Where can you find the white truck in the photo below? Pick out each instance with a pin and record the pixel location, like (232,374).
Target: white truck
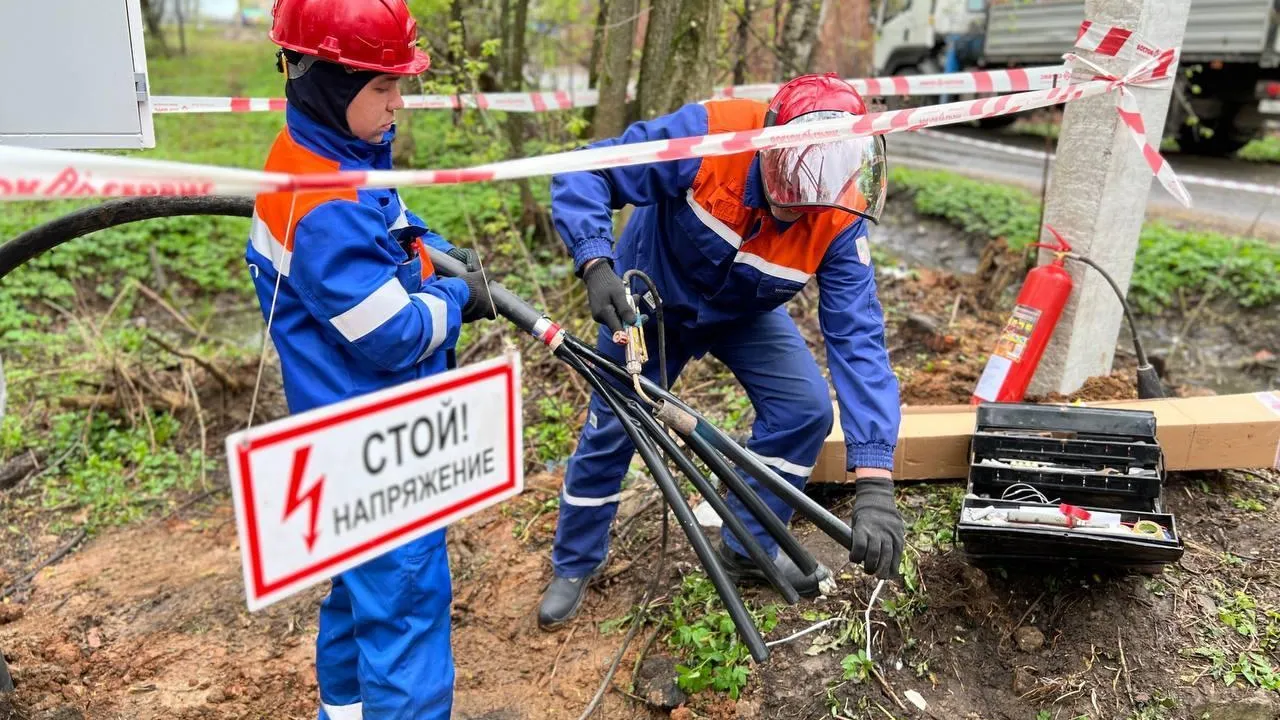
•••
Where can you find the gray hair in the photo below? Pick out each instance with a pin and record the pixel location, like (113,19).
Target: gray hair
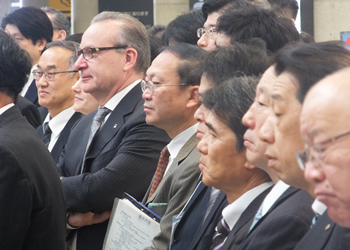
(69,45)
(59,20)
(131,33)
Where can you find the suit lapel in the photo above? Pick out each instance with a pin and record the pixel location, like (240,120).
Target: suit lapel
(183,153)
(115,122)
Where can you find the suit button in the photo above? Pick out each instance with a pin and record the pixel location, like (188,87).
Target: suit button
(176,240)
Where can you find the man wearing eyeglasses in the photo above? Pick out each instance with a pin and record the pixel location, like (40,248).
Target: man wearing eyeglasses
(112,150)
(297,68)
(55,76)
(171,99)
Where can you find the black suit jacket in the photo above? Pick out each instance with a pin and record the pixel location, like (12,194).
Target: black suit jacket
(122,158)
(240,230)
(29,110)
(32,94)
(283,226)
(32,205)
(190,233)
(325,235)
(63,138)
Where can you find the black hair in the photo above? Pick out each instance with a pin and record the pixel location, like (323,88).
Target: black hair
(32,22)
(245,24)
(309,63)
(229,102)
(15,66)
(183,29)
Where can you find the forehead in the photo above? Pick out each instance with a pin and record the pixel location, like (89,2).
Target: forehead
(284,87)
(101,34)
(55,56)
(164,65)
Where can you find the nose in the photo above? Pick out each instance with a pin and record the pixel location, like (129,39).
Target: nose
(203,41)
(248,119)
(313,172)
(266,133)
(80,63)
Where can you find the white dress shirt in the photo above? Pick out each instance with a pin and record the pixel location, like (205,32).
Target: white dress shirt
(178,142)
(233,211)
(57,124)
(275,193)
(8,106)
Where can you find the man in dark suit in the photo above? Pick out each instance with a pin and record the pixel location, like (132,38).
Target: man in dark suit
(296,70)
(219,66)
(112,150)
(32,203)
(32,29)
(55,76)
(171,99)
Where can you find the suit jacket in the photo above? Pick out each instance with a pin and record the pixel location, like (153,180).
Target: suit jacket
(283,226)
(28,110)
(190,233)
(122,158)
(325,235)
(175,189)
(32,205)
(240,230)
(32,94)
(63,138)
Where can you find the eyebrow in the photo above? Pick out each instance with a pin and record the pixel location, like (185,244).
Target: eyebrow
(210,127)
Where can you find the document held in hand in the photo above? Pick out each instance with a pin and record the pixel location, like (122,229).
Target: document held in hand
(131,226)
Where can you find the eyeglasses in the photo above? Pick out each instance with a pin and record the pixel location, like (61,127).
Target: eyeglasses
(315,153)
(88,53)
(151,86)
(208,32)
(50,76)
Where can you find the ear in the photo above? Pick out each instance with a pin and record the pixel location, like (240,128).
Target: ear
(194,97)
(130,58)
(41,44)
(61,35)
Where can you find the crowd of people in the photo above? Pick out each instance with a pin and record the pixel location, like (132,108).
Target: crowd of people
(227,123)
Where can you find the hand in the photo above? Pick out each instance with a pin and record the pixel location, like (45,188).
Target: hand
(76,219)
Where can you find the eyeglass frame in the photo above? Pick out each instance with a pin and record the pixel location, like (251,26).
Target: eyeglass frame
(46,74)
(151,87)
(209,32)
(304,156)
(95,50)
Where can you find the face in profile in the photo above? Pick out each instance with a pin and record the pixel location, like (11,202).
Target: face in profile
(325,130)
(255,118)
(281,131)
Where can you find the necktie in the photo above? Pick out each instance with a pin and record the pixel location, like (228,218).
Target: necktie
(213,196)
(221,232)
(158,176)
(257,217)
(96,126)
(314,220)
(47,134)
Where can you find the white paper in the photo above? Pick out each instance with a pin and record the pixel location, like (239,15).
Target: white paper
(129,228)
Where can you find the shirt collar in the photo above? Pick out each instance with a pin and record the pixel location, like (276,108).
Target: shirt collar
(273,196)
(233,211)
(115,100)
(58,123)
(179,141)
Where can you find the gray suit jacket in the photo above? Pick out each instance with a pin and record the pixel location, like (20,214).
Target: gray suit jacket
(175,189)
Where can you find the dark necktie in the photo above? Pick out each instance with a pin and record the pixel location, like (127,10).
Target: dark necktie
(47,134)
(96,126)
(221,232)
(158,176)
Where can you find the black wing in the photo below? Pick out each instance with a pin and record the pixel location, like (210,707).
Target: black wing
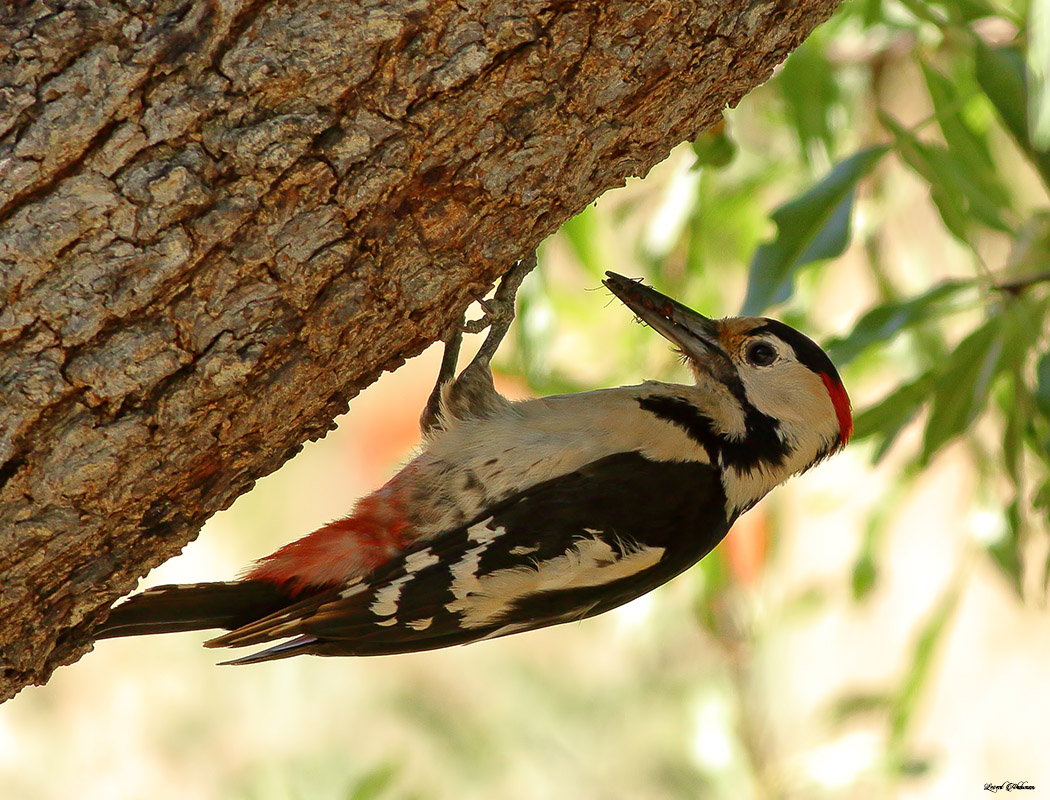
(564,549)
•••
All lines in the listing above between the line with "Where can you find the eyeglasses" and the line with "Where can you find the dark", inclusive, should be set down exactly, and no line outside that range.

Result below:
Where can you find the eyeglasses in the photo above? Pick out each instance with a pin and record the pixel location, like (61,127).
Target: eyeglasses
(315,153)
(88,53)
(151,86)
(208,32)
(50,76)
Where can you find the ear in the photo above? Pick out each instance with a pin and record the pixel location, like (240,128).
Target: ear
(194,97)
(130,58)
(41,44)
(61,35)
Where can you find the crowd of people in the photo above? Pick out each instance with a pin and record the pixel location, like (132,108).
Target: crowd of people
(227,123)
Where can you find the hand in the photo above? Pick out each instance with a pin and record the pixel location, like (45,188).
Target: hand
(76,219)
Where can you find the eyeglass frame in the photo above? Pick out each instance with a pin and record the pixel location, like (251,26).
Target: eyeglass frame
(46,74)
(151,87)
(209,32)
(304,156)
(95,50)
Where can you find the face in profile in the photo above? Pick out each instance with a pin and record the pixel location, like (11,202).
Target: face in profile
(325,130)
(255,118)
(281,131)
Where can you find the necktie in the photo above? Pick out each instance with a pin and record the pixel location, like (228,218).
Target: necktie
(213,196)
(221,232)
(158,176)
(257,217)
(96,126)
(314,220)
(47,134)
Where can you find the white paper in the photo above? Pick out each instance with a pin and record the pixel location, like (239,15).
Target: white paper
(129,228)
Where can you find the shirt collar in the photo above? Pick out each instance with a pin and record the pixel location, like (276,108).
Target: shirt collar
(273,196)
(233,211)
(115,100)
(58,123)
(179,141)
Where can you find the gray suit jacket in the photo above? Pick out each instance with a pin and record the pixel location, like (20,214).
Target: gray suit jacket
(175,189)
Where can you find the dark necktie in the photo above? Pick out each instance with a pin and record the pixel location, like (127,10).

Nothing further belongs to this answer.